● Work to be completed:
Continue the personal reflection on leaving a job for ethical reasons, beginning after its final sentence.

Partially written in 2004:
When going through a difficult period, I always tell myself "if this is the hardest thing I’ll ever have to do, then I have it made". I can’t tell you how many times I’ve had to tell myself exactly that throughout my life, but somehow it works. Somehow everything turns out the way it’s supposed to happen and the way things unfold often make me wonder if life is not just a series of tests, hidden paths and unsolved puzzles.
This year I went from having a responsible job in which many things were expected from me to quitting my job because I felt I needed to make a stand. I was expected to do something that was not only unethical, but also illegal. Reality isn't always easy to swallow especially when a person is used and abused by people they trust. Following my principles put a hardship upon me and changed my path for the rest of the year, but I did the right thing and that’s what mattered most. I eventually found another job and recovered from the void I felt, but have kept what I learned from that experience very close to me. Always proceed with caution in the workplace!

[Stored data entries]
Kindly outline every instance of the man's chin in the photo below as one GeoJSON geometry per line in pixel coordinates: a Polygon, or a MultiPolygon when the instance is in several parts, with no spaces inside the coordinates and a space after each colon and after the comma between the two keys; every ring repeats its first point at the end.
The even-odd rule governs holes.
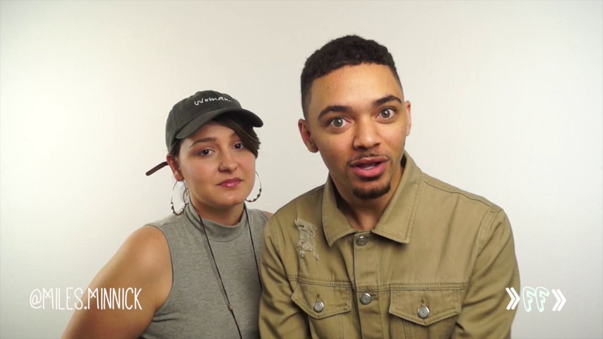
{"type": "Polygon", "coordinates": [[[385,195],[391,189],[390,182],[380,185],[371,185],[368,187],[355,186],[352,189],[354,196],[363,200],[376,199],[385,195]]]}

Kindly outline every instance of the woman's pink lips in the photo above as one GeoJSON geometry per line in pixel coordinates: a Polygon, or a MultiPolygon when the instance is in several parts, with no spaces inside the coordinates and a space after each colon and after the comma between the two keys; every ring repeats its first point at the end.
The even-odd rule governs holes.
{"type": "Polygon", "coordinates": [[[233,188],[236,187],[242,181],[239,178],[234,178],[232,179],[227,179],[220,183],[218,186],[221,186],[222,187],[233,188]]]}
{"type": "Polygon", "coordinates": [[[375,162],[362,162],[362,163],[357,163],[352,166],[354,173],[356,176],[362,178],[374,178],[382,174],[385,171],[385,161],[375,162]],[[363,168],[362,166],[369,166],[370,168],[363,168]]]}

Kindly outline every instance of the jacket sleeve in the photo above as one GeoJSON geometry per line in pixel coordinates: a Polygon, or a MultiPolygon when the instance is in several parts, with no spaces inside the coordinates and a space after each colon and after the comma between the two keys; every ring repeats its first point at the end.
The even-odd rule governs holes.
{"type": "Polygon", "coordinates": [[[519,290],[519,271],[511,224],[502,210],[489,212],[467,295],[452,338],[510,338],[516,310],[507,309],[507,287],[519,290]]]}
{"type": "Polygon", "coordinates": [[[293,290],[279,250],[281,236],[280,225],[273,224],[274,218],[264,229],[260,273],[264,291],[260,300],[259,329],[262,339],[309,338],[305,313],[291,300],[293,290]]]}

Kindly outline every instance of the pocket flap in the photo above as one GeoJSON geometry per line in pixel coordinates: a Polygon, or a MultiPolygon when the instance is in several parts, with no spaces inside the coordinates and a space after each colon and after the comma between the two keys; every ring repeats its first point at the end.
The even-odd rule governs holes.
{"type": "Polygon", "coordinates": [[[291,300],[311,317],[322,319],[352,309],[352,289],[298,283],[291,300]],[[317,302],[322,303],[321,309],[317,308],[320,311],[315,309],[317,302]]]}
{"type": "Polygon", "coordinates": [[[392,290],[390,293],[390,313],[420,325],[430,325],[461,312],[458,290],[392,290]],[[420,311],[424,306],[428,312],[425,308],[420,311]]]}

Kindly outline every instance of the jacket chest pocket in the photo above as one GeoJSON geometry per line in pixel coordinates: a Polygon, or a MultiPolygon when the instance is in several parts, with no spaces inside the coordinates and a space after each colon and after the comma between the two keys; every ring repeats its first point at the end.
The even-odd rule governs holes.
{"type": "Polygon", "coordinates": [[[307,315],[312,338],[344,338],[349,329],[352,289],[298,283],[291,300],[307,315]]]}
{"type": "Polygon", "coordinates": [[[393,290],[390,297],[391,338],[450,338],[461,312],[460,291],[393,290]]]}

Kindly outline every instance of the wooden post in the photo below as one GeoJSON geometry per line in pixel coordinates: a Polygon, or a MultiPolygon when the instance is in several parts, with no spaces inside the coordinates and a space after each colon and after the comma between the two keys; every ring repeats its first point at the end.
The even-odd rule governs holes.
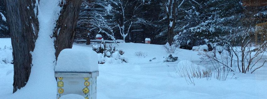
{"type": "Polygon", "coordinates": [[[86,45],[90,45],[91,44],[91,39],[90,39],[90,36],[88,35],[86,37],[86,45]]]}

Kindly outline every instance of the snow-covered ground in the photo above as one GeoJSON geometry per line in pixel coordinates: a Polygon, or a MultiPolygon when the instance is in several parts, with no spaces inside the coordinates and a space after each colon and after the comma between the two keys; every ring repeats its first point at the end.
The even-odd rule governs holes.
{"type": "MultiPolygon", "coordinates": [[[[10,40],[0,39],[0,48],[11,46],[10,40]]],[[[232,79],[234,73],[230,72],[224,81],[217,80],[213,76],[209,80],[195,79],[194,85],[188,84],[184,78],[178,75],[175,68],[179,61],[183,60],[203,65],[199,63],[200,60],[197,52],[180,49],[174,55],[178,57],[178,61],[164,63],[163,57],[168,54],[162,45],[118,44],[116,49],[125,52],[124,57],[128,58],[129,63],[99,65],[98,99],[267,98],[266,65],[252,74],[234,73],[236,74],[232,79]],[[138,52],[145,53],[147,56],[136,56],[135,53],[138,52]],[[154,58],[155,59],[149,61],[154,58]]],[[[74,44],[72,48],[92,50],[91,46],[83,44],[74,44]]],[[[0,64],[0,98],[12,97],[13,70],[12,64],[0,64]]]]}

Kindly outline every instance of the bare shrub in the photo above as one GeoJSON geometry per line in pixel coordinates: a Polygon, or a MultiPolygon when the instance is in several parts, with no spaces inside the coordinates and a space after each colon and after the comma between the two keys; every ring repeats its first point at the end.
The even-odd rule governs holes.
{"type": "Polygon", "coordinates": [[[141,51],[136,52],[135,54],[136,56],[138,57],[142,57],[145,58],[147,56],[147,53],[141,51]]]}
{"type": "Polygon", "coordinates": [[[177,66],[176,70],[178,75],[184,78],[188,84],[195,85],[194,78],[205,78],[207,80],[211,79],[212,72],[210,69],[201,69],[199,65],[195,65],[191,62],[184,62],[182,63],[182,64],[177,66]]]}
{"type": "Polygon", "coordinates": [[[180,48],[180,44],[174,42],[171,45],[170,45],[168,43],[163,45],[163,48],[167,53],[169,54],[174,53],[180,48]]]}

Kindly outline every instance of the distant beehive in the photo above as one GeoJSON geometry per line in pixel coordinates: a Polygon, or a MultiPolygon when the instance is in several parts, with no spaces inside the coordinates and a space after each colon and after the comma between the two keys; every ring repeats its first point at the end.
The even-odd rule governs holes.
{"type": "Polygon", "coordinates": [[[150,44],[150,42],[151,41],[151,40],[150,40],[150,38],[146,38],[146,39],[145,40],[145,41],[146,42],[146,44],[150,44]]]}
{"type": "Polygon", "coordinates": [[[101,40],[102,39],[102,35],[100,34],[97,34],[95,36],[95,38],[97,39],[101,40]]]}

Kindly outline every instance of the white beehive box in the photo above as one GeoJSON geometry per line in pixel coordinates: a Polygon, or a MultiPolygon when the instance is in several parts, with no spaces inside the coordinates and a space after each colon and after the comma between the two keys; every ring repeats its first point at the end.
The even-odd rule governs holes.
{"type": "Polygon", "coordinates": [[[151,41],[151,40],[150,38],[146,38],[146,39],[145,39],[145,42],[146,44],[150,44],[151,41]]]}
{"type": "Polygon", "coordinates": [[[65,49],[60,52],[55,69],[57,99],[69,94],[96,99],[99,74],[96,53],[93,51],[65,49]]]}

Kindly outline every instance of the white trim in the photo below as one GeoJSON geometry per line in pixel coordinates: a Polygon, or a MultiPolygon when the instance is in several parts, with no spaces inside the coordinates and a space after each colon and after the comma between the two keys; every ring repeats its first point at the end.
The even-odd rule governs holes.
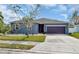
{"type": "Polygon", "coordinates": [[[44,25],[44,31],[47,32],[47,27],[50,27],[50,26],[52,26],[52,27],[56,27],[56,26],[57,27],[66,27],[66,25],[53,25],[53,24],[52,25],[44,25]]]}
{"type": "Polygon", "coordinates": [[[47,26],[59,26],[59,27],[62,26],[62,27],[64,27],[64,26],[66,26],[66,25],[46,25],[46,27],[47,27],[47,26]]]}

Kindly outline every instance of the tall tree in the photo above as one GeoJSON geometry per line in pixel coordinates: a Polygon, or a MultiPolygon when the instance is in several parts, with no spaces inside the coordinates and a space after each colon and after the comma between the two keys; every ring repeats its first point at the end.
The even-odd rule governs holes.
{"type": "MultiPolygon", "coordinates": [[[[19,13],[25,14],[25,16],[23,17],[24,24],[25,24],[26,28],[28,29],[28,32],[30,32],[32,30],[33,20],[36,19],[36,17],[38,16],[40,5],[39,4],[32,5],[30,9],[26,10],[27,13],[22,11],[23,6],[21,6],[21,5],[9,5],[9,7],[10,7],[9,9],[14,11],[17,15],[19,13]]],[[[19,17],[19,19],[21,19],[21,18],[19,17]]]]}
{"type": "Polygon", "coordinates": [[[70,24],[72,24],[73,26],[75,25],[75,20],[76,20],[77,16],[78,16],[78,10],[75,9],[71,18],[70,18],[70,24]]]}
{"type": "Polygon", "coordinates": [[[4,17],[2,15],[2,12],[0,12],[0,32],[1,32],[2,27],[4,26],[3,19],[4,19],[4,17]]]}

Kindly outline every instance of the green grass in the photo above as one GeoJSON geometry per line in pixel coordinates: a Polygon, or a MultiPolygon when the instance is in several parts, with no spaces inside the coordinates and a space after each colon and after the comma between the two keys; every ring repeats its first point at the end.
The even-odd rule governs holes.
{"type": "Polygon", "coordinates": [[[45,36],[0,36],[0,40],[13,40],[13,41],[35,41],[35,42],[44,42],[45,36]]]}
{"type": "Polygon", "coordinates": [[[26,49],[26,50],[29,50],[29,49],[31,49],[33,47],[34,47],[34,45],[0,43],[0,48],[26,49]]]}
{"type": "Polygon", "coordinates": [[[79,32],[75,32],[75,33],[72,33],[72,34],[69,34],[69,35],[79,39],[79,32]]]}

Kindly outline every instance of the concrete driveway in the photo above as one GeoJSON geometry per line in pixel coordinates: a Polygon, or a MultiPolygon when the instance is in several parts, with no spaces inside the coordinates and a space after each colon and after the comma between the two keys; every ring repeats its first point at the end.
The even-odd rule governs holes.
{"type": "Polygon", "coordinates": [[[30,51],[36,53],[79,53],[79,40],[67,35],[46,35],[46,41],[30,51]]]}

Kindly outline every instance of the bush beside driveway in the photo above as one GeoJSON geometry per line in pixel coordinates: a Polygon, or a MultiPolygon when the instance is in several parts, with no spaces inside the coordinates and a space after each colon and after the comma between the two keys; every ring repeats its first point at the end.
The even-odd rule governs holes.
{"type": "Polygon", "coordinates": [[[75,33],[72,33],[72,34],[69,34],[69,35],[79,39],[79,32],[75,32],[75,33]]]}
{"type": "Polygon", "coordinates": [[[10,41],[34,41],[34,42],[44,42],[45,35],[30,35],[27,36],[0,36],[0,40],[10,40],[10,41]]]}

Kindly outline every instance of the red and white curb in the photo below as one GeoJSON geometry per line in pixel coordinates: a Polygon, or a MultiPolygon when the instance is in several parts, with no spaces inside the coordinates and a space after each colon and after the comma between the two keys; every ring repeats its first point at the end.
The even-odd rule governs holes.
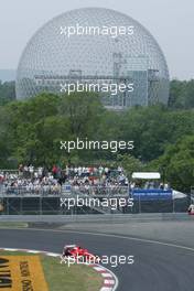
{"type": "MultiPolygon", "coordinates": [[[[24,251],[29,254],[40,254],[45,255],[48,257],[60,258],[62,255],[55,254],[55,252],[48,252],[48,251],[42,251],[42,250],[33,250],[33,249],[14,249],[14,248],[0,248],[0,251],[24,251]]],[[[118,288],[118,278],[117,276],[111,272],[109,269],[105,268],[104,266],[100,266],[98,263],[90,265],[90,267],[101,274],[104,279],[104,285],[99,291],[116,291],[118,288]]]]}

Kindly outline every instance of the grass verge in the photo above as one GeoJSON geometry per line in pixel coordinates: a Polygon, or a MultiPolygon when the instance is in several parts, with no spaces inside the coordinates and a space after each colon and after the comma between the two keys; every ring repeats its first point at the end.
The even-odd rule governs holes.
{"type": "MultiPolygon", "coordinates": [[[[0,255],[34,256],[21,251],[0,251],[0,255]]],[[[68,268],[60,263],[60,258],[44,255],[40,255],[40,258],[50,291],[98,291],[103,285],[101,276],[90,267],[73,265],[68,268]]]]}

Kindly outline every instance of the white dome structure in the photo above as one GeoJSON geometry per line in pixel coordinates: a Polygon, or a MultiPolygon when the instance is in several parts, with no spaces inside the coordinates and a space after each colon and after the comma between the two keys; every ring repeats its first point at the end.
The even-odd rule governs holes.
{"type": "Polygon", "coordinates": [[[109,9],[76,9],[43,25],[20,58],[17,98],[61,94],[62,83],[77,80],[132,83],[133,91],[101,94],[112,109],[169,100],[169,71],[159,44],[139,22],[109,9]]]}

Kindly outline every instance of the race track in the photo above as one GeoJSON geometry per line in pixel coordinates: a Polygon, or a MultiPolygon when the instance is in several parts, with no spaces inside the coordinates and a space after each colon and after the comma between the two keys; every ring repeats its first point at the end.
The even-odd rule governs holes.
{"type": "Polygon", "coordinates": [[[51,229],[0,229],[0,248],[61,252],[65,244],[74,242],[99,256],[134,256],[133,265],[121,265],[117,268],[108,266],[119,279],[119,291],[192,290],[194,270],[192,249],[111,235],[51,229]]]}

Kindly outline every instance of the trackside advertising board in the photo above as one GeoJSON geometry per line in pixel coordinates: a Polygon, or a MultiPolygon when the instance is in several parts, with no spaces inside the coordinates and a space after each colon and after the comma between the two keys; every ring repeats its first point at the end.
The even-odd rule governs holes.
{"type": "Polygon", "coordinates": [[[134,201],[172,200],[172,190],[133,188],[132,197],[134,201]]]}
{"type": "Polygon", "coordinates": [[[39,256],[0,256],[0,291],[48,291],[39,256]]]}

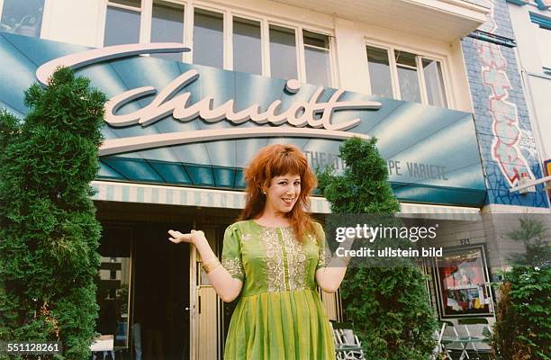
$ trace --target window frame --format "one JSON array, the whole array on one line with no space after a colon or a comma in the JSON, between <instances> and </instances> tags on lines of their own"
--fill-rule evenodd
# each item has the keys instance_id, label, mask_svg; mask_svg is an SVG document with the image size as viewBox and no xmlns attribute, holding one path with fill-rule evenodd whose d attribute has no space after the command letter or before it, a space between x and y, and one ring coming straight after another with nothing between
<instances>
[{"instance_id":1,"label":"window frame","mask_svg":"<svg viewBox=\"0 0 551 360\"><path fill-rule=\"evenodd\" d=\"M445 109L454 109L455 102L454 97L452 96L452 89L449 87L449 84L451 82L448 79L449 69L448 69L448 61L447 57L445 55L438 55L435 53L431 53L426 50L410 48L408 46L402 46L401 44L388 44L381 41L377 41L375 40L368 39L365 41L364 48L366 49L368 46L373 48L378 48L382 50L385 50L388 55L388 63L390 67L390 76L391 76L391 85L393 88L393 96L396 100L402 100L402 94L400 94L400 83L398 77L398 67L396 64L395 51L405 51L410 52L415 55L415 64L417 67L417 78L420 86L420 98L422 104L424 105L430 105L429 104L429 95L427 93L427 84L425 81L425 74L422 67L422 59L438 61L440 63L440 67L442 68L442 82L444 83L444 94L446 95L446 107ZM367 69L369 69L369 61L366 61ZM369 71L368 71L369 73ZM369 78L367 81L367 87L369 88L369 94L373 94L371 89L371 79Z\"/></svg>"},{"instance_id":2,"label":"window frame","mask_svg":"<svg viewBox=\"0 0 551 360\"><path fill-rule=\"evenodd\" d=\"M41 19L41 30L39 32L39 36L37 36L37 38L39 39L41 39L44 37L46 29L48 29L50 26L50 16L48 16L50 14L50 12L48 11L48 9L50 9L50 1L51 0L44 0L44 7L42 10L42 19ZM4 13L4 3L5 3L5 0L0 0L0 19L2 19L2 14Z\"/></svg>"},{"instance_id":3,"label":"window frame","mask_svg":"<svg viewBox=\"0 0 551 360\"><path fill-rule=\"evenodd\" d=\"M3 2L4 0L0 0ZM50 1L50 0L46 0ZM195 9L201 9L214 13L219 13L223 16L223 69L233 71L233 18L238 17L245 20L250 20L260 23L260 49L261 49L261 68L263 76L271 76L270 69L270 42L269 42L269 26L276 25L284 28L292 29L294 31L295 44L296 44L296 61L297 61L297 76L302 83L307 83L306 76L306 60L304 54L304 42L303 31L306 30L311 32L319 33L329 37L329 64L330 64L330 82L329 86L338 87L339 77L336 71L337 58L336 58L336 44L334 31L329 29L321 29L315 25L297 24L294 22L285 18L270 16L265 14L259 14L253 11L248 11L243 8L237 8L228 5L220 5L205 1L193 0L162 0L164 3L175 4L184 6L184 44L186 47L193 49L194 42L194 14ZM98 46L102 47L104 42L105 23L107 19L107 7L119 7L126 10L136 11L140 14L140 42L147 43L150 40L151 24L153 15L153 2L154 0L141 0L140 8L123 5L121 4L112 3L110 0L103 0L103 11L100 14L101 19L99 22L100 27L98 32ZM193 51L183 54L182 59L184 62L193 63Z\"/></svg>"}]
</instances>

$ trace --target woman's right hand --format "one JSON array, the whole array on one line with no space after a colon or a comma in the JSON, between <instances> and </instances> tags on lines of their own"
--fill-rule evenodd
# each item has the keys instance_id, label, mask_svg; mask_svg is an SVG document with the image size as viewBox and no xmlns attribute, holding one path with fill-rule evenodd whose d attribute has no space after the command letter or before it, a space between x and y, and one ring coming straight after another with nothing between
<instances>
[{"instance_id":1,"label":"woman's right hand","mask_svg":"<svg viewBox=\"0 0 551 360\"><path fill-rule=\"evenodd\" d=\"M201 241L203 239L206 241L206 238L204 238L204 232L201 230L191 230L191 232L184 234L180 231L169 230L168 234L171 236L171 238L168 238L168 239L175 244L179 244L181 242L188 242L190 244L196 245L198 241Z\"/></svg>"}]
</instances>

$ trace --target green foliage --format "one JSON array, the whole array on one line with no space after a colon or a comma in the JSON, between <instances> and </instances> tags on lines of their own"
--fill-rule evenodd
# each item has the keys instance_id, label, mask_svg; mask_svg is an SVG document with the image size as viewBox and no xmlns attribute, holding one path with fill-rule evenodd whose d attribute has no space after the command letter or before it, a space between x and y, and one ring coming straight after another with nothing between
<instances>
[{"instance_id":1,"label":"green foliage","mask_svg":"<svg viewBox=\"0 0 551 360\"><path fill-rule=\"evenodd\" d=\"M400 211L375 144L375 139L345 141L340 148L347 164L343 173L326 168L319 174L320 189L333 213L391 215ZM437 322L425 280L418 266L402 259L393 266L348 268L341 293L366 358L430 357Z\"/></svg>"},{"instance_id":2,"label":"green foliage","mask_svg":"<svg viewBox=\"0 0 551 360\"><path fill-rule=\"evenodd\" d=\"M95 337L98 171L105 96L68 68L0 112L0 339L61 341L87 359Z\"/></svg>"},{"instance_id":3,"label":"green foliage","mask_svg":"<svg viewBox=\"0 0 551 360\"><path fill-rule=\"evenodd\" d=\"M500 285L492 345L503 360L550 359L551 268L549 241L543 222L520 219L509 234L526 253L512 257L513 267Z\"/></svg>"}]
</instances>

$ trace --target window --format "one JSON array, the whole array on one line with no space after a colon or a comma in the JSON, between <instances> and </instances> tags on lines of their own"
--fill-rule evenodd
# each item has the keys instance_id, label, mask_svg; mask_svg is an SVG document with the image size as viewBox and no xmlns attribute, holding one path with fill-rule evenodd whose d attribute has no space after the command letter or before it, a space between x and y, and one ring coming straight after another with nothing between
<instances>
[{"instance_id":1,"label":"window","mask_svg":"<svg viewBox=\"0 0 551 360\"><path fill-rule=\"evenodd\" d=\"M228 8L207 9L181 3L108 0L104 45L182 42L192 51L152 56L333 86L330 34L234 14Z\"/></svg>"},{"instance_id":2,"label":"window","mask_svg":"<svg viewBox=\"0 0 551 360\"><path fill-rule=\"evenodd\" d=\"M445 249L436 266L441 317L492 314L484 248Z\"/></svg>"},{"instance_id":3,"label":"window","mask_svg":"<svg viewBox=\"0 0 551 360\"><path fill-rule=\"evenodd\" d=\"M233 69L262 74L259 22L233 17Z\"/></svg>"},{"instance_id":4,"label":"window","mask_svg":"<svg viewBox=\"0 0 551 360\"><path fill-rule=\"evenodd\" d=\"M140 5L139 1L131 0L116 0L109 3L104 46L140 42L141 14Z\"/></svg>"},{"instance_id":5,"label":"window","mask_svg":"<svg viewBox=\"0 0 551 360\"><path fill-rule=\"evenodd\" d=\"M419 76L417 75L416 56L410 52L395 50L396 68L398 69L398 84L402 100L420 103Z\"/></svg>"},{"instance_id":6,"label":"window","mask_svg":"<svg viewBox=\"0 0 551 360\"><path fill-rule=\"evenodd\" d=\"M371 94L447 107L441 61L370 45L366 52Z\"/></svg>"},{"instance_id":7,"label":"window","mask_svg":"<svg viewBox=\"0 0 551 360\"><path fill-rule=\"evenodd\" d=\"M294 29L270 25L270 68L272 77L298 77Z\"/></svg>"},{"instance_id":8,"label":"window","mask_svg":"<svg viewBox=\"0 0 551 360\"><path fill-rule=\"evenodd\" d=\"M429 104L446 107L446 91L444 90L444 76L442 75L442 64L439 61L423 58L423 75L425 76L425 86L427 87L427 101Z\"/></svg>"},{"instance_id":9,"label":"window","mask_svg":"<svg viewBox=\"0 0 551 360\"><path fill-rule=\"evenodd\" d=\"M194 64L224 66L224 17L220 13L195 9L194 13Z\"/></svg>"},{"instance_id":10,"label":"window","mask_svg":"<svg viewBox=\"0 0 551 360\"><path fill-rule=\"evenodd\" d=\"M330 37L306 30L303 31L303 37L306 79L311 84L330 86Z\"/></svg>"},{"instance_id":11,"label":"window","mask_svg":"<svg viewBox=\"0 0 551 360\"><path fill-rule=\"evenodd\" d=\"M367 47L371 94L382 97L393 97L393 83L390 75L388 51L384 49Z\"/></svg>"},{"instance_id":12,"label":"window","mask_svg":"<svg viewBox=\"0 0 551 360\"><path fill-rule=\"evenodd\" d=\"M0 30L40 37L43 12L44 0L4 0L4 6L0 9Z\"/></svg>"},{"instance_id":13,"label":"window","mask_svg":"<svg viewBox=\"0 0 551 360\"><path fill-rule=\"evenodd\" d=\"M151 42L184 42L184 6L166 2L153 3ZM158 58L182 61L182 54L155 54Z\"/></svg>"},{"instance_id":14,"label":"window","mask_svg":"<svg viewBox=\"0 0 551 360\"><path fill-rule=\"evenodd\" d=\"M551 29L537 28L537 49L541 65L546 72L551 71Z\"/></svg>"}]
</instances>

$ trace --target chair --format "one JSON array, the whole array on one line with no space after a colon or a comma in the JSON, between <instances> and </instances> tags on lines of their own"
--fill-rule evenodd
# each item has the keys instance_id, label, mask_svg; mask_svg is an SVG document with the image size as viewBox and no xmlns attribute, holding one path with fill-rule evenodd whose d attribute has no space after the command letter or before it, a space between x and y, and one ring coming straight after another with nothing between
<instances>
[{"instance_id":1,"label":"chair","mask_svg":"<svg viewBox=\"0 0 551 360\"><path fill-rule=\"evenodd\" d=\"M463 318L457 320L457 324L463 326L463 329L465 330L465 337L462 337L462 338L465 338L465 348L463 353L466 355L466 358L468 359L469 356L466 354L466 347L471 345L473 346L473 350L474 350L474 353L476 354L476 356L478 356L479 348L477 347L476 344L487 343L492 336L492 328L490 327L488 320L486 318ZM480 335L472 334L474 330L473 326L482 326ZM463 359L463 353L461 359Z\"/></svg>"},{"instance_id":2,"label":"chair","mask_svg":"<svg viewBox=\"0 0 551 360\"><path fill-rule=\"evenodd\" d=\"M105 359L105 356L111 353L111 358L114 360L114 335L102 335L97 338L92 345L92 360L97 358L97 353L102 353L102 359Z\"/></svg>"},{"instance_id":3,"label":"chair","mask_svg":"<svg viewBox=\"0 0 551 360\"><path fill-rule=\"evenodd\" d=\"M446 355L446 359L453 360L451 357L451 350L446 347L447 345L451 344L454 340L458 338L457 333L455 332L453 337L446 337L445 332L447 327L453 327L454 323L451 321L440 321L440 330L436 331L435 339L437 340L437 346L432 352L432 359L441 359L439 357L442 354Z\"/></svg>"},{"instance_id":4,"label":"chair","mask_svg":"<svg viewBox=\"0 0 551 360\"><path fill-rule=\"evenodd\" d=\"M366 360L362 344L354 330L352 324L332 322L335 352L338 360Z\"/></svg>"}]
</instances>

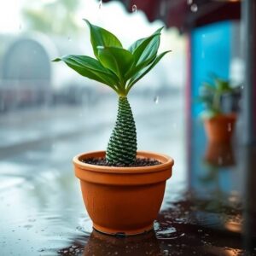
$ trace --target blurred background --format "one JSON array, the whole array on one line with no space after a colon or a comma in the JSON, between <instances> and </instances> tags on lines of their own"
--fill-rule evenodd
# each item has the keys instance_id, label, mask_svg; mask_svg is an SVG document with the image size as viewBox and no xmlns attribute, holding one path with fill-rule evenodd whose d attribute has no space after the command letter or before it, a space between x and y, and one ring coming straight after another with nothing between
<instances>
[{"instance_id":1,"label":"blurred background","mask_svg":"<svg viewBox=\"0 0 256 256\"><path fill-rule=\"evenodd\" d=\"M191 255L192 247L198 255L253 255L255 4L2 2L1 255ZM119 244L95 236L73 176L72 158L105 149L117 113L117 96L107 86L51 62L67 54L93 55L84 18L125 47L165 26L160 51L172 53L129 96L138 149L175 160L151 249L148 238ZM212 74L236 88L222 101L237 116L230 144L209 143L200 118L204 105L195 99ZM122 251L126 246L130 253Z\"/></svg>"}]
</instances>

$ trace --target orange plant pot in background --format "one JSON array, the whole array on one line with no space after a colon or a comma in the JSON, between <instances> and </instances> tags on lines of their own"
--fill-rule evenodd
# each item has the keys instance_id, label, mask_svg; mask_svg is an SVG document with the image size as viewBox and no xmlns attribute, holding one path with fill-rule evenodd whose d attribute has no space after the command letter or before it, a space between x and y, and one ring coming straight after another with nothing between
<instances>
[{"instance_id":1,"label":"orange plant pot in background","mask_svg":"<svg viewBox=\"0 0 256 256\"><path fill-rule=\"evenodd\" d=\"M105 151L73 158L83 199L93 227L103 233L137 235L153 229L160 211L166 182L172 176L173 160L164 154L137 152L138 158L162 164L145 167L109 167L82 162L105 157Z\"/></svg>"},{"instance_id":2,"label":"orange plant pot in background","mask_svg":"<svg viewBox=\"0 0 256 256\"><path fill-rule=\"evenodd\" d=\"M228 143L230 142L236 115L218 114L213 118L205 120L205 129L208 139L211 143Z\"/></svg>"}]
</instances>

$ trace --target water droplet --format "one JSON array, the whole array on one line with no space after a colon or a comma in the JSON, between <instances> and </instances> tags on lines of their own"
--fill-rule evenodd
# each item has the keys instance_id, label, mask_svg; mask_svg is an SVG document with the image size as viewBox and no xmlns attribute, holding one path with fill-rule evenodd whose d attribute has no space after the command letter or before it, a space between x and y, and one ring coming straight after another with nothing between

● Response:
I also got involved in a relationship which initially looked very promising, yet turned out to be based on all the wrong things. The person wasn’t a horrible ogre (quite the contrary). He was just the right person at the wrong time. It makes me wonder if that elusive, illusive creature (Mr. Right) really does exist. Time will tell and maybe the answer wasn’t one "the wizard" could give me after all. I’ll just have to search a little further down the yellow brick road and hope 2005 treads softer on my heart than 2004 did.
I learned a valuable lesson in priorities this year. People who really do love me will rise to any occasion. The ones who lag behind and make excuses for not being there, are the ones who need to be left behind... permanently! I can walk away and not look back. Some say not to burn bridges, but I say that once a bridge is crossed there should never be a reason to backtrack. If you need a new path, build a new bridge! In other words, start over and don’t make the same mistakes.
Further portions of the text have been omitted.